--- PAGE EXCERPT ---
####################

Over the years as a business owner you have continually used your business as a way of bringing awareness to important social issues. Please say more about this.
I’ve used our “marketing” to bring awareness to issues, which are woven into all of our communications. When I manufactured, themes were woven into the fabrics, poetry on hangtags, windows, ads and even invoices. Some themes in the 1980s informed things like monasteries being burned down in Tibet, Free Tibet, and trees being burned down in the rainforests, Save the Rainforests, while the inner spirit stays strong, And Buddha still sits in the garden. Along with personal changes like Menopause Women a Go-Go. I wrote a little booklet saying how women going through this change will be the guides to bring the world through this change into maturity and wisdom (as in our worldwide menopause going on now!).
Our motto “Be Fearless-Choose Love” has been woven into our communications through the years.
Some of the themes on hang tags:
We designed the first fashion organic cotton clothing collection with a theme, Reciprocity and the Matriarchal Lineage, establishing full cycle production, using the “wastes” as “food” for an organic farm. And sharing a culture (and paying them for this). Reciprocity and the Matriarchal lineage.
You have described Outback as a “love temple.” Tell us more about this.
Usually temple shops are outside the temples. I believe it’s all sacred (even the profane!).
We are living in the world of spirit and earth. Keeping all life sacred and honoring all of it is essential to keeping life in balance. Not that there aren’t many hypocrisies along the way. One of our lines had the theme of HOPE – Hypocrites of Planet Earth. Not until we acknowledge our hypocrisies is there any hope. And I had a 12-step program for recovering hypocrites (which like all 12-step programs is constant maintenance!).
I see value in many different kinds of practices and points of view leading to unknown places … the mystery. Like the story an old man tells of the things that happened in his life, where a bad thing led to a good thing which led to a bad thing which led to a good thing … this leads some to think it’s all bad and some of us hopeless optimists to think it’s all good (especially because I surround myself with great dance partners!).

####################

--- DATASET SECTION ---
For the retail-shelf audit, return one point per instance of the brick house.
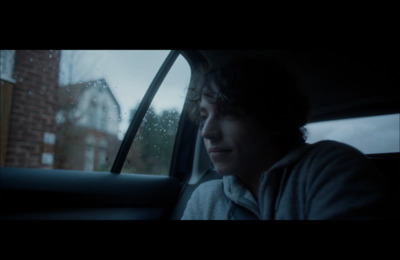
(87, 126)
(35, 130)
(29, 99)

####################

--- PROBLEMS TO SOLVE ---
1. In the interview, why does the speaker describe Outback as a "love temple"? Answer in one to three sentences.
2. From the interview, extract the passage starting at "Some of the" and ending at "(even the profane!).".
3. Sum up the interview in two sentences.
Work only from the interview text, not from the listing.

--- TASK ANSWERS ---
1. Temple shops usually stand outside temples, but the speaker believes everything is sacred, even the profane. Keeping all life sacred and honoring all of it is, in the speaker's view, essential to keeping life in balance.

2.
Some of the themes on hang tags:
We designed the first fashion organic cotton clothing collection with a theme, Reciprocity and the Matriarchal Lineage, establishing full cycle production, using the “wastes” as “food” for an organic farm. And sharing a culture (and paying them for this). Reciprocity and the Matriarchal lineage.
You have described Outback as a “love temple.” Tell us more about this.
Usually temple shops are outside the temples. I believe it’s all sacred (even the profane!).

3. The business owner has used marketing to raise awareness of issues, weaving themes such as Free Tibet, Save the Rainforests, and menopause, along with the motto "Be Fearless-Choose Love," into fabrics, hangtags, ads, and even invoices. The owner calls Outback a "love temple" because all of life is sacred, and also names hypocrisies through a line called HOPE – Hypocrites of Planet Earth.